#### EN QUÉ CONSISTE
Identifique cada línea del material que contenga la cadena "plaster" y cópiela, teniendo en cuenta que se distinguen mayúsculas y minúsculas.

▶

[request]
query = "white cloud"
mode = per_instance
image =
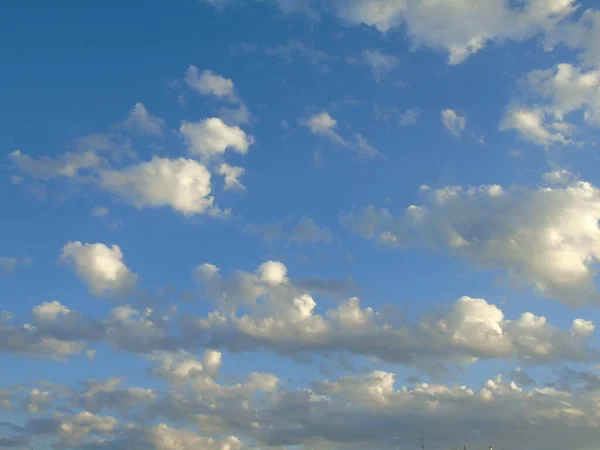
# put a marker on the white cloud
(210, 138)
(454, 123)
(209, 83)
(303, 231)
(557, 94)
(531, 126)
(163, 437)
(66, 165)
(7, 265)
(285, 322)
(559, 177)
(459, 28)
(232, 176)
(100, 267)
(379, 62)
(272, 272)
(183, 184)
(100, 211)
(140, 121)
(546, 238)
(322, 124)
(582, 34)
(409, 117)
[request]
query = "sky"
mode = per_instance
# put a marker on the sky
(299, 224)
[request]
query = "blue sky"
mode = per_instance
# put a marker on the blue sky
(268, 218)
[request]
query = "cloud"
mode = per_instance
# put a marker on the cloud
(209, 83)
(454, 123)
(232, 176)
(379, 62)
(31, 340)
(7, 265)
(210, 138)
(530, 124)
(282, 318)
(459, 29)
(140, 121)
(409, 117)
(294, 49)
(100, 267)
(66, 165)
(546, 238)
(100, 211)
(303, 231)
(183, 184)
(322, 124)
(557, 93)
(582, 34)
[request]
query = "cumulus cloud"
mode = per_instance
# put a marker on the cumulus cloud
(7, 264)
(100, 267)
(460, 29)
(303, 231)
(379, 62)
(210, 138)
(282, 318)
(453, 122)
(546, 238)
(232, 176)
(322, 124)
(142, 122)
(183, 184)
(558, 93)
(66, 165)
(209, 83)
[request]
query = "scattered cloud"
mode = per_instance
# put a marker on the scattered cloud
(547, 238)
(210, 138)
(183, 184)
(140, 121)
(66, 165)
(302, 231)
(380, 63)
(232, 176)
(322, 124)
(454, 123)
(100, 267)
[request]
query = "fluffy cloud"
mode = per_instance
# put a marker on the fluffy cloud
(232, 176)
(7, 264)
(303, 231)
(209, 83)
(557, 93)
(100, 267)
(183, 184)
(379, 62)
(142, 122)
(459, 28)
(212, 137)
(546, 238)
(582, 34)
(284, 321)
(530, 125)
(322, 124)
(454, 123)
(66, 165)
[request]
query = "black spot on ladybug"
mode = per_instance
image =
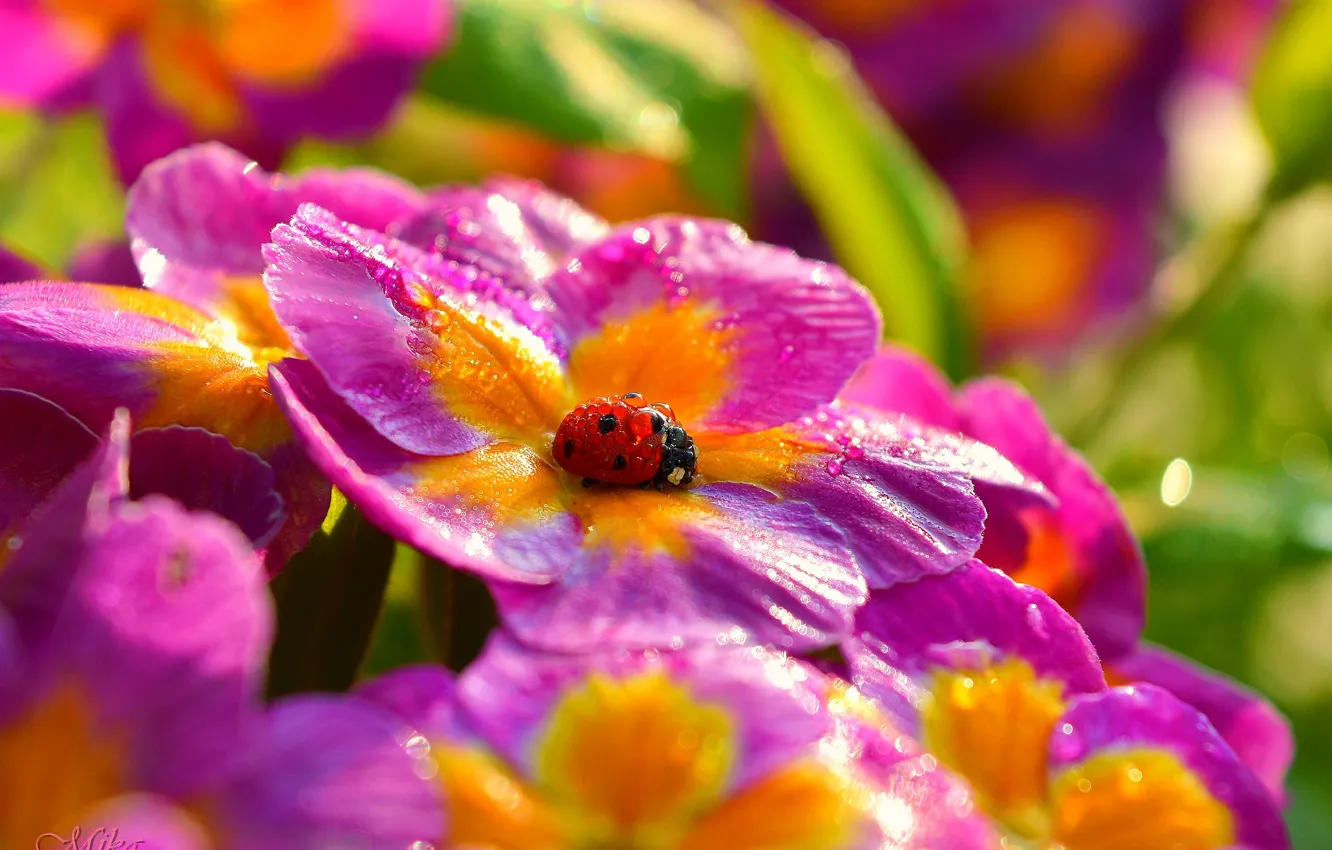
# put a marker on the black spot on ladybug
(658, 420)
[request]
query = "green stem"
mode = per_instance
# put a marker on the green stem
(457, 613)
(328, 602)
(1218, 275)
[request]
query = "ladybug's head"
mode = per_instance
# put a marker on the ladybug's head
(625, 440)
(679, 457)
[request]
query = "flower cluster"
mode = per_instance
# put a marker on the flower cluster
(1046, 123)
(259, 75)
(877, 613)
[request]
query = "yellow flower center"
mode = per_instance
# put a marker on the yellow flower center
(55, 766)
(199, 53)
(994, 728)
(640, 764)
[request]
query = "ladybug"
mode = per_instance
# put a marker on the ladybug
(625, 440)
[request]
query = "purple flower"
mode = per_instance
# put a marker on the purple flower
(97, 263)
(132, 645)
(437, 379)
(1003, 688)
(1248, 722)
(1082, 553)
(196, 469)
(193, 348)
(709, 749)
(260, 75)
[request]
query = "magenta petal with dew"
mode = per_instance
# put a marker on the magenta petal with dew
(757, 568)
(754, 569)
(357, 304)
(517, 231)
(205, 472)
(905, 496)
(946, 621)
(789, 331)
(902, 381)
(925, 805)
(44, 445)
(1108, 574)
(200, 217)
(424, 696)
(331, 773)
(1143, 718)
(1078, 548)
(381, 478)
(1244, 718)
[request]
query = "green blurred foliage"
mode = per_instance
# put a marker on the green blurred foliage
(57, 189)
(887, 217)
(1292, 96)
(661, 77)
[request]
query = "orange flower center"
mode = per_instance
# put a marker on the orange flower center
(199, 52)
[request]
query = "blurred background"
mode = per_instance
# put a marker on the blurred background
(1119, 203)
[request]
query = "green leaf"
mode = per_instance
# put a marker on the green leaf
(329, 598)
(57, 188)
(890, 221)
(457, 613)
(661, 77)
(1292, 96)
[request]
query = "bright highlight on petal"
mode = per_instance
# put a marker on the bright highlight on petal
(55, 765)
(510, 482)
(633, 761)
(1143, 798)
(993, 726)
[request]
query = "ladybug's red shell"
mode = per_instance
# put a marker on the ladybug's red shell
(620, 440)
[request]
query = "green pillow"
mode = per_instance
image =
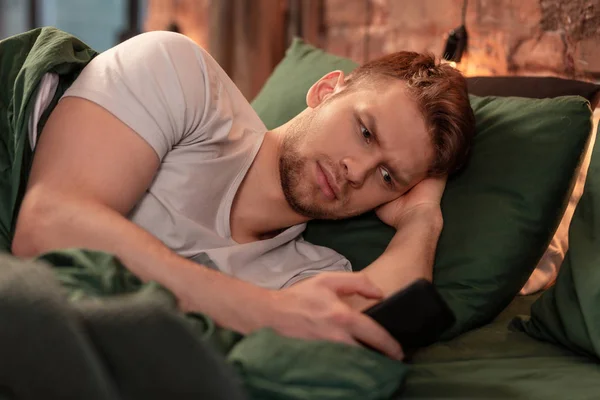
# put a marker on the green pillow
(568, 313)
(500, 212)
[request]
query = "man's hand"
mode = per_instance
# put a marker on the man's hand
(427, 193)
(313, 309)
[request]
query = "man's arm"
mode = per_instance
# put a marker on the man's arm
(90, 169)
(410, 255)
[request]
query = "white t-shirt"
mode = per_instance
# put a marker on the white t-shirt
(179, 100)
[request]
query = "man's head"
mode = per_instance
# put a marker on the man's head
(366, 139)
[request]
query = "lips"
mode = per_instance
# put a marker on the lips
(327, 183)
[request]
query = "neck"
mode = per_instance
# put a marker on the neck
(260, 209)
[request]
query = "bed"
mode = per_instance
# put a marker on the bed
(117, 324)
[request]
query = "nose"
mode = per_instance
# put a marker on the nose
(356, 170)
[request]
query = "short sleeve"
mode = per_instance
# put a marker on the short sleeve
(156, 83)
(340, 265)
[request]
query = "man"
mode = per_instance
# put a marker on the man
(155, 156)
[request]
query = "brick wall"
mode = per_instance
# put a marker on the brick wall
(523, 37)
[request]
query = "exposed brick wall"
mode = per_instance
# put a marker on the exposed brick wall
(548, 37)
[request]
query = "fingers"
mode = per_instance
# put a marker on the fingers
(350, 283)
(365, 330)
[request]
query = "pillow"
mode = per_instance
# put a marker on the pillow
(545, 272)
(568, 312)
(500, 212)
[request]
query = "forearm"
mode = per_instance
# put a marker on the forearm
(77, 223)
(409, 256)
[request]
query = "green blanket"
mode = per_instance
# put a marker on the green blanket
(271, 366)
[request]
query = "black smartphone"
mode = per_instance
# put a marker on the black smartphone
(415, 316)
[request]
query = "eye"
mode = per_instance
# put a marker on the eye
(366, 134)
(387, 178)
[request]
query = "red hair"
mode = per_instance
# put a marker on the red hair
(441, 94)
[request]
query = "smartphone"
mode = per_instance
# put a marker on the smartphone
(415, 316)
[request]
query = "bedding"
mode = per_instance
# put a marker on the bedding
(568, 313)
(497, 361)
(500, 212)
(92, 310)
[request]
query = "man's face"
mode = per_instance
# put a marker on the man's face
(354, 152)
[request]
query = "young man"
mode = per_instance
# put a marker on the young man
(155, 156)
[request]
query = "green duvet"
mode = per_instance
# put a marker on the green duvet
(490, 362)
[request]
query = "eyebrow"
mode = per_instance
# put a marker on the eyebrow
(371, 123)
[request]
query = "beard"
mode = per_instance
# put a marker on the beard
(300, 193)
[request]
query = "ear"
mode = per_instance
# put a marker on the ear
(331, 83)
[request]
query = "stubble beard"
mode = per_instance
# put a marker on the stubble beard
(298, 192)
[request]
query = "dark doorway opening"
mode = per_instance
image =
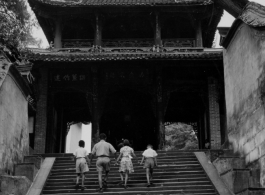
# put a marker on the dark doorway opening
(128, 114)
(66, 107)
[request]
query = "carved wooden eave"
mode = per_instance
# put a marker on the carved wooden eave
(122, 54)
(234, 7)
(206, 10)
(252, 15)
(98, 3)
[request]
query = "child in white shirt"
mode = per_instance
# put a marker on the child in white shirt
(150, 162)
(81, 158)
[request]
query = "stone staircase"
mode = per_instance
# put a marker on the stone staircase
(177, 173)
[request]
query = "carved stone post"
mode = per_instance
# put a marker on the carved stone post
(58, 33)
(214, 114)
(98, 30)
(41, 114)
(160, 109)
(199, 42)
(157, 29)
(95, 107)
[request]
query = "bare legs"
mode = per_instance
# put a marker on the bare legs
(121, 175)
(126, 178)
(82, 175)
(100, 180)
(149, 175)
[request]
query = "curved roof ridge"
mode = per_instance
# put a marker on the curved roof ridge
(253, 15)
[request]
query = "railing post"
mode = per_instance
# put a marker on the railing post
(98, 30)
(58, 33)
(157, 29)
(199, 42)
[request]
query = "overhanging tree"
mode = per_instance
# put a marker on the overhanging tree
(15, 23)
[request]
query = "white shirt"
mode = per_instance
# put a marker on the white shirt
(80, 153)
(103, 148)
(149, 153)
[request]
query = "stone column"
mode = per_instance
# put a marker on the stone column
(214, 114)
(199, 42)
(157, 29)
(41, 113)
(98, 30)
(95, 107)
(160, 109)
(58, 33)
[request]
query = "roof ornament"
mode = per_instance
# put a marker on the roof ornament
(96, 49)
(51, 45)
(158, 48)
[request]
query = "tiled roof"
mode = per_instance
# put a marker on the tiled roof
(83, 57)
(253, 15)
(74, 3)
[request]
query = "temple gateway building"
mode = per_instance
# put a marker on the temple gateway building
(129, 67)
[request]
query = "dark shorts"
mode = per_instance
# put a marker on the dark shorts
(81, 165)
(149, 163)
(103, 164)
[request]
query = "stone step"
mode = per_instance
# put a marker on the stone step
(160, 159)
(131, 183)
(252, 191)
(135, 175)
(158, 188)
(149, 192)
(136, 166)
(177, 172)
(138, 153)
(116, 180)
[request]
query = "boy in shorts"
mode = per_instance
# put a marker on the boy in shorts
(82, 163)
(102, 151)
(149, 155)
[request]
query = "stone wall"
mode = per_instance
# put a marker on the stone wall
(244, 61)
(41, 115)
(14, 137)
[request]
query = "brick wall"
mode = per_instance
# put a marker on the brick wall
(214, 114)
(244, 72)
(41, 115)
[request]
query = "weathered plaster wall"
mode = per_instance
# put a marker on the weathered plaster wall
(14, 137)
(244, 61)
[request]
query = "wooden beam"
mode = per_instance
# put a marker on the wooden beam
(157, 29)
(234, 7)
(199, 42)
(58, 33)
(98, 30)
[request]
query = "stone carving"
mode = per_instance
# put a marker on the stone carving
(180, 136)
(4, 67)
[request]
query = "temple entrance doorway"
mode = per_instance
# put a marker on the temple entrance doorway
(128, 115)
(186, 121)
(66, 108)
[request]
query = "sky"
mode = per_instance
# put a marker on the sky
(226, 21)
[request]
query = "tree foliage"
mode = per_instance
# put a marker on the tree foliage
(15, 23)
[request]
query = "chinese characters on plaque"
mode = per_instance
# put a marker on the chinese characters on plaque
(76, 77)
(71, 77)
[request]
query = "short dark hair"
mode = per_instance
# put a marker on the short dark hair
(81, 143)
(102, 136)
(150, 145)
(126, 142)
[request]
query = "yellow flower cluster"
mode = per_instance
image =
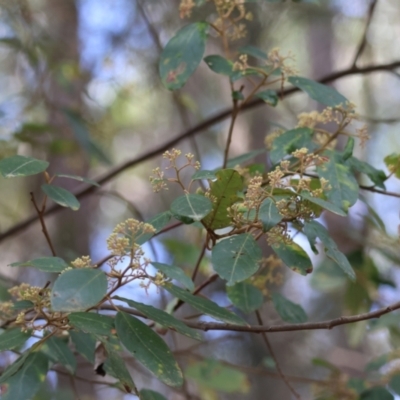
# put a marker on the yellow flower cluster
(122, 240)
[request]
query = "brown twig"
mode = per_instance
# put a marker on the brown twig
(363, 42)
(40, 214)
(197, 266)
(272, 354)
(375, 190)
(88, 189)
(216, 326)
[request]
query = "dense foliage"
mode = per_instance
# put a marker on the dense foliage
(237, 209)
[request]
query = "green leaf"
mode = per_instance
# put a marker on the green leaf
(322, 203)
(287, 310)
(173, 272)
(22, 304)
(236, 258)
(61, 196)
(162, 318)
(147, 394)
(246, 297)
(97, 324)
(204, 305)
(77, 290)
(348, 150)
(58, 352)
(159, 222)
(233, 162)
(237, 95)
(215, 375)
(82, 136)
(269, 214)
(317, 91)
(392, 161)
(14, 166)
(253, 52)
(290, 141)
(269, 96)
(344, 192)
(46, 264)
(182, 55)
(85, 344)
(116, 367)
(193, 206)
(376, 393)
(13, 338)
(294, 257)
(224, 190)
(377, 176)
(394, 384)
(314, 229)
(148, 348)
(222, 66)
(24, 384)
(78, 178)
(209, 175)
(328, 278)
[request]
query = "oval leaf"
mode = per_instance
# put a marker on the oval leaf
(314, 229)
(12, 167)
(91, 322)
(269, 214)
(215, 375)
(376, 393)
(193, 206)
(317, 91)
(236, 258)
(173, 272)
(246, 297)
(46, 264)
(287, 310)
(58, 351)
(148, 348)
(61, 196)
(182, 55)
(290, 141)
(294, 257)
(224, 190)
(222, 66)
(13, 338)
(85, 344)
(344, 192)
(24, 384)
(159, 221)
(77, 290)
(162, 318)
(269, 96)
(204, 305)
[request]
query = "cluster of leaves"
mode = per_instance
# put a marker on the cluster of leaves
(235, 207)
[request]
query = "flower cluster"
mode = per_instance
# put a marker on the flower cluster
(121, 242)
(83, 262)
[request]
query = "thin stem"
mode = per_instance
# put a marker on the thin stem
(41, 219)
(201, 127)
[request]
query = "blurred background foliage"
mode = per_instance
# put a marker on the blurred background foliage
(80, 88)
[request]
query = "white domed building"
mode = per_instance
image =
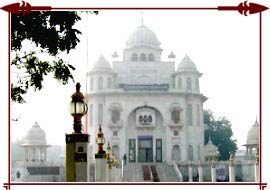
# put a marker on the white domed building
(35, 167)
(253, 141)
(148, 110)
(35, 144)
(211, 151)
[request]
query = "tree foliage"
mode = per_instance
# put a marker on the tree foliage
(52, 33)
(221, 134)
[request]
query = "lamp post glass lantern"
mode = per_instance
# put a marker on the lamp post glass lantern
(77, 108)
(100, 141)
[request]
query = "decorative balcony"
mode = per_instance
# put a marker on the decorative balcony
(116, 125)
(176, 125)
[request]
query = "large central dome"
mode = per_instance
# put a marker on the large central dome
(143, 37)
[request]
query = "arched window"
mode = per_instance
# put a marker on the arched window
(134, 57)
(189, 114)
(142, 57)
(199, 152)
(198, 115)
(91, 116)
(115, 116)
(197, 84)
(109, 82)
(115, 150)
(140, 119)
(176, 153)
(189, 83)
(80, 149)
(100, 83)
(150, 118)
(151, 57)
(190, 153)
(100, 114)
(176, 116)
(92, 84)
(179, 83)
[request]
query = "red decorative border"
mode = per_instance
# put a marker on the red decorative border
(25, 8)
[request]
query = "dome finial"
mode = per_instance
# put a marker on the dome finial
(141, 18)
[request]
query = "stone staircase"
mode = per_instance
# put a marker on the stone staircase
(166, 172)
(133, 172)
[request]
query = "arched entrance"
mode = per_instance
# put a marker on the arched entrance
(176, 153)
(115, 150)
(144, 137)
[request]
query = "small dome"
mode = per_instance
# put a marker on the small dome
(210, 149)
(186, 65)
(36, 135)
(102, 65)
(253, 134)
(143, 37)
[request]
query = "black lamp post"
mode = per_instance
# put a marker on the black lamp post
(100, 141)
(77, 108)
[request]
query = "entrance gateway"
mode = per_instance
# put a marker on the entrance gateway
(145, 149)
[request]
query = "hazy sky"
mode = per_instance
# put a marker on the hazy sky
(223, 45)
(217, 45)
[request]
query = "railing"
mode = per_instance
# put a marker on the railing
(154, 173)
(146, 173)
(177, 171)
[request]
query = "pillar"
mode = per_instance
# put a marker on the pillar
(100, 168)
(25, 154)
(213, 171)
(200, 171)
(76, 157)
(231, 170)
(257, 169)
(190, 175)
(34, 154)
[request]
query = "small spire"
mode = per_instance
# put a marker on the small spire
(209, 139)
(141, 18)
(256, 124)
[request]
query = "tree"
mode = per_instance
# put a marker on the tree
(221, 134)
(52, 32)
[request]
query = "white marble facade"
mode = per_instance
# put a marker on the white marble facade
(148, 110)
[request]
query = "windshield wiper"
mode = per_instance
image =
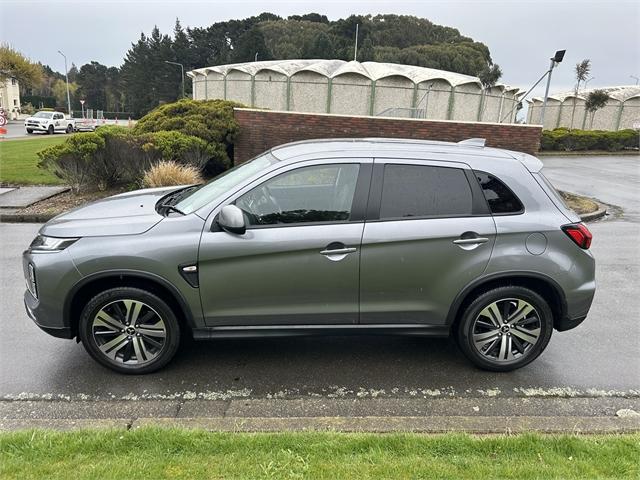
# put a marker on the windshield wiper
(172, 208)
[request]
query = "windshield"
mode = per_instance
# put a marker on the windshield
(208, 192)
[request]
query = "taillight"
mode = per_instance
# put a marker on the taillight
(579, 233)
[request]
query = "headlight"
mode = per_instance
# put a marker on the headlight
(50, 244)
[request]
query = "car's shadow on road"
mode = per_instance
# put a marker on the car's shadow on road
(294, 366)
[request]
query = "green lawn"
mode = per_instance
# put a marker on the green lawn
(19, 162)
(155, 453)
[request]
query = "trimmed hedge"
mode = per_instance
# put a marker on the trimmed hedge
(563, 139)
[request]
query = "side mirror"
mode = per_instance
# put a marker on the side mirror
(231, 219)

◀

#### RESPUESTA
query = "weathered plaster wall"
# put a marker on the weathered plaster wall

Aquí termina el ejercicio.